===== Testo selezionato =====

Normalmente, oggi, i programmi espositivi delle istituzioni sono sempre più spesso determinati da logiche di rendita economica. Un po’ dappertutto, i grandi spazi espositivi internazionali non appaiono più come i luoghi deputati all’ispirazione e alla sollecitazione dello spirito. Sembrano infatti definitivamente passati i tempi in cui c’erano direttori di museo come il grande Alfred H. Barr Jr., che aveva trasformato il MoMA nel museo più creativo del mondo e al contempo più di successo, sulla base del credo: “Artista, tu comanda che io ti seguo!”. Forse in quel periodo c’erano davvero più artisti di cui poter seguire gli ordini così volentieri, senza se e senza ma. Comunque sia, in fin dei conti, anche oggi un direttore di museo non deve essere pessimista se al momento giusto entrano in scena artisti come Maurizio Cattelan.

===== Materiale fornito =====

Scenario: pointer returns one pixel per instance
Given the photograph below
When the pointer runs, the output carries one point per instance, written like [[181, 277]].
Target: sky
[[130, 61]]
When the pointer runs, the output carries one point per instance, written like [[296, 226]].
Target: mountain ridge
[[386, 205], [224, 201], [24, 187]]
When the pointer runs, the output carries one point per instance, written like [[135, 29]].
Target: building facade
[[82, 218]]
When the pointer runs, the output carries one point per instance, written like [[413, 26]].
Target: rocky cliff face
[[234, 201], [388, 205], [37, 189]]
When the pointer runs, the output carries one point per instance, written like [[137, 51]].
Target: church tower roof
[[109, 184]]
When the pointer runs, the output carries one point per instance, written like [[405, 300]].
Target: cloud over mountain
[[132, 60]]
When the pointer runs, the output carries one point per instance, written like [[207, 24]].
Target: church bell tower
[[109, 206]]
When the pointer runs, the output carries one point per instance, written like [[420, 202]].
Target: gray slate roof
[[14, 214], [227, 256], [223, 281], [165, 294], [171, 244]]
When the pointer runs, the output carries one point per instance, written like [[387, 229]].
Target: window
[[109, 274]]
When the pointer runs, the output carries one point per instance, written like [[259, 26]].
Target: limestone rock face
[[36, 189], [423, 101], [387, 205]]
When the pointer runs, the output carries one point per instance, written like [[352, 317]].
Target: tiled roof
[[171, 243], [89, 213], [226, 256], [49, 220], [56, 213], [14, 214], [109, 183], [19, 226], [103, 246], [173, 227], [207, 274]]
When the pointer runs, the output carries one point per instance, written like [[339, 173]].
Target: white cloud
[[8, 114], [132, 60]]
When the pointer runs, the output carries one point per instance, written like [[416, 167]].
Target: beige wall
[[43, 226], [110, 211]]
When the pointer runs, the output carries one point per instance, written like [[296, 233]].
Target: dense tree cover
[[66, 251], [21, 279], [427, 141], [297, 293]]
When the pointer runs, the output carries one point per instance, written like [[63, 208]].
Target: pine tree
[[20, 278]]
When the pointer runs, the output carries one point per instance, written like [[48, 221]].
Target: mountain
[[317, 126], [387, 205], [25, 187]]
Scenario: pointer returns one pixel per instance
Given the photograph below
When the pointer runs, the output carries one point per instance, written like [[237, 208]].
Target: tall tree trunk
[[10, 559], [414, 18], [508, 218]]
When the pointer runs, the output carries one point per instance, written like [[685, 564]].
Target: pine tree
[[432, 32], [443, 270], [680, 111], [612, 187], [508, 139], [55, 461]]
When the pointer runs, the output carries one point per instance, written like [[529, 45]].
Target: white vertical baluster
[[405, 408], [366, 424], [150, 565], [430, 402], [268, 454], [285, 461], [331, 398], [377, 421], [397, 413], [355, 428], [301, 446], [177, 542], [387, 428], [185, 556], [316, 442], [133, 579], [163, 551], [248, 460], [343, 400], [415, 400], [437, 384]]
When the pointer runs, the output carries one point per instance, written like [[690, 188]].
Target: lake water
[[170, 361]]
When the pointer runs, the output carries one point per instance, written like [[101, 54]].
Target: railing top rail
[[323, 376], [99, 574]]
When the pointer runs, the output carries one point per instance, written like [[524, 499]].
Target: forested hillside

=====

### Attività da svolgere
• 1. Riassuma in due frasi il testo sui programmi espositivi dei musei.
• 2. Nei record, dalla riga che contiene "like [[387, 229]]." alla riga che contiene "[[20, 278]]", sostituisca "pointer" con "locator" e riporti soltanto queste righe, lasciando invariato tutto il resto.

### Esiti delle attività
• 1. Oggi i programmi espositivi delle istituzioni sono sempre più determinati da logiche di rendita economica, e i grandi spazi espositivi internazionali non appaiono più come luoghi deputati all'ispirazione dello spirito. Sembrano passati i tempi di direttori come Alfred H. Barr Jr., che aveva reso il MoMA il museo più creativo e di successo seguendo gli artisti, ma anche oggi un direttore di museo non deve essere pessimista se entrano in scena artisti come Maurizio Cattelan.

• 2.
When the locator runs, the output carries one point per instance, written like [[387, 229]].
Target: window
[[109, 274]]
When the locator runs, the output carries one point per instance, written like [[259, 26]].
Target: limestone rock face
[[36, 189], [423, 101], [387, 205]]
When the locator runs, the output carries one point per instance, written like [[352, 317]].
Target: tiled roof
[[171, 243], [89, 213], [226, 256], [49, 220], [56, 213], [14, 214], [109, 183], [19, 226], [103, 246], [173, 227], [207, 274]]
When the locator runs, the output carries one point per instance, written like [[339, 173]].
Target: white cloud
[[8, 114], [132, 60]]
When the locator runs, the output carries one point per instance, written like [[416, 167]].
Target: beige wall
[[43, 226], [110, 211]]
When the locator runs, the output carries one point per instance, written like [[296, 233]].
Target: dense tree cover
[[66, 251], [21, 279], [427, 141], [297, 293]]
When the locator runs, the output carries one point per instance, written like [[63, 208]].
Target: pine tree
[[20, 278]]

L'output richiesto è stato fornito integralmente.